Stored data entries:
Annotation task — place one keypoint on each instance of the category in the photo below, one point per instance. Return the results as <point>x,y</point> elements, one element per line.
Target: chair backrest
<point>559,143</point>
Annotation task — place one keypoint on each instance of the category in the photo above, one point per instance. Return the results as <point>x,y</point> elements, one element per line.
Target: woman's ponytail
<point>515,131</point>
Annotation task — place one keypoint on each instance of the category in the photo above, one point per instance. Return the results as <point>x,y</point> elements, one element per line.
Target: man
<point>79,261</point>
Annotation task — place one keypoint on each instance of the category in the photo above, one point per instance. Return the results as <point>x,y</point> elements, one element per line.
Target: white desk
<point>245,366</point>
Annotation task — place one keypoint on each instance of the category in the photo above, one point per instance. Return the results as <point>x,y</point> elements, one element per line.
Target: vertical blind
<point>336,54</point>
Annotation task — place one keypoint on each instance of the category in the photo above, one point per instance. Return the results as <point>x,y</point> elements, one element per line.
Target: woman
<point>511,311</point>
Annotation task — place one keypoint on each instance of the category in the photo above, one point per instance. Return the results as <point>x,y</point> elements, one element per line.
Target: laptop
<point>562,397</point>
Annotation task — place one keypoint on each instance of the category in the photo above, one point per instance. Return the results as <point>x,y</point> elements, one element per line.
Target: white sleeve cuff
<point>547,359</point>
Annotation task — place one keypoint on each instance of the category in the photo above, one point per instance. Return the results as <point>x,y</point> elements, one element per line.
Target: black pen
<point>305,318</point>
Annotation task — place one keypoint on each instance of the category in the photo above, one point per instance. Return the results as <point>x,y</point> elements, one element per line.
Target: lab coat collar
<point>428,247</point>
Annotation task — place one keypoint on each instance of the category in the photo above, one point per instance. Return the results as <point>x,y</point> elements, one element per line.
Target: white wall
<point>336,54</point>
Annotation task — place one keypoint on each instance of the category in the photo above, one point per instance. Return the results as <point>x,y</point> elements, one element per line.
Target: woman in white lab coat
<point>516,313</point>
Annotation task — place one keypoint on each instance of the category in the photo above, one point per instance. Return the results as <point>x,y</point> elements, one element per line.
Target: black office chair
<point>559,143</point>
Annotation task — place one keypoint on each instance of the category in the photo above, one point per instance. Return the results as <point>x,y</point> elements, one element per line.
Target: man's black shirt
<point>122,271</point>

YOUR GOAL: Your reply should hold all the entries, each repeated without a single change.

EXERCISE RESPONSE:
Annotation task — place one keypoint on each instance of the category in the photo below, one point per instance. Return the results as <point>x,y</point> elements, one element per line.
Target: chair backrest
<point>559,143</point>
Annotation task — place one keypoint on each instance of the category in the photo above, one point per instance. Return the results as <point>x,y</point> elements, one element per line.
Target: woman's ponytail
<point>515,131</point>
Annotation task — place one keypoint on each instance of the category in the photo above, one point per instance. Return the results as <point>x,y</point> elements, one element per line.
Target: man
<point>79,261</point>
Annotation task — place one keypoint on each instance of the category in the photo above, one point per instance. Return the results as <point>x,y</point> elements, one element per line.
Target: white desk
<point>245,366</point>
Annotation task — place one keypoint on each instance of the category in the photo above, one point per instance. Return the results as <point>x,y</point> elements, one element per line.
Target: vertical blind
<point>336,54</point>
Annotation task — place one keypoint on each instance of the category in the photo above, one point per instance. Return the results as <point>x,y</point> elements, one element per line.
Target: woman
<point>511,311</point>
Annotation task — place one keypoint on each instance of the category in the photo above, one point per instance. Return the results as <point>x,y</point> elements, one element per line.
Target: laptop
<point>562,397</point>
Annotation task — place one keypoint on each instance of the category in the photo above, one point per instance. Return the results as <point>x,y</point> elements, one element per line.
Target: white sleeve cuff
<point>547,359</point>
Annotation task — place one keypoint on each instance of the category in the photo above, one point per instance. Return the results as <point>x,y</point> elements, one element per line.
Target: black pen
<point>305,318</point>
Annotation task — place one keypoint on each instance of the category in the photo above, one point per instance. Return the results as <point>x,y</point> elements, one element per line.
Target: lab coat collar
<point>428,247</point>
Annotation task — place one keypoint on each instance of the category in the photo above, one point per instance. Return the results as <point>x,y</point> elements, one element per line.
Target: white wall
<point>336,54</point>
Annotation task — place one keypoint on each instance of the category in the photo above, one point per instance. Return the results as <point>x,y</point> elements, one element per line.
Target: woman in white lab coat
<point>516,313</point>
Annotation task — place one keypoint on each instance of the category in the photo above, one point per instance. Return the results as <point>x,y</point> elements, one element per line.
Target: black office chair
<point>559,143</point>
Annotation task — place one keypoint on each instance of the category in the photo above, one point per instance. Return the results as <point>x,y</point> elements, one element per line.
Target: man's black shirt
<point>122,271</point>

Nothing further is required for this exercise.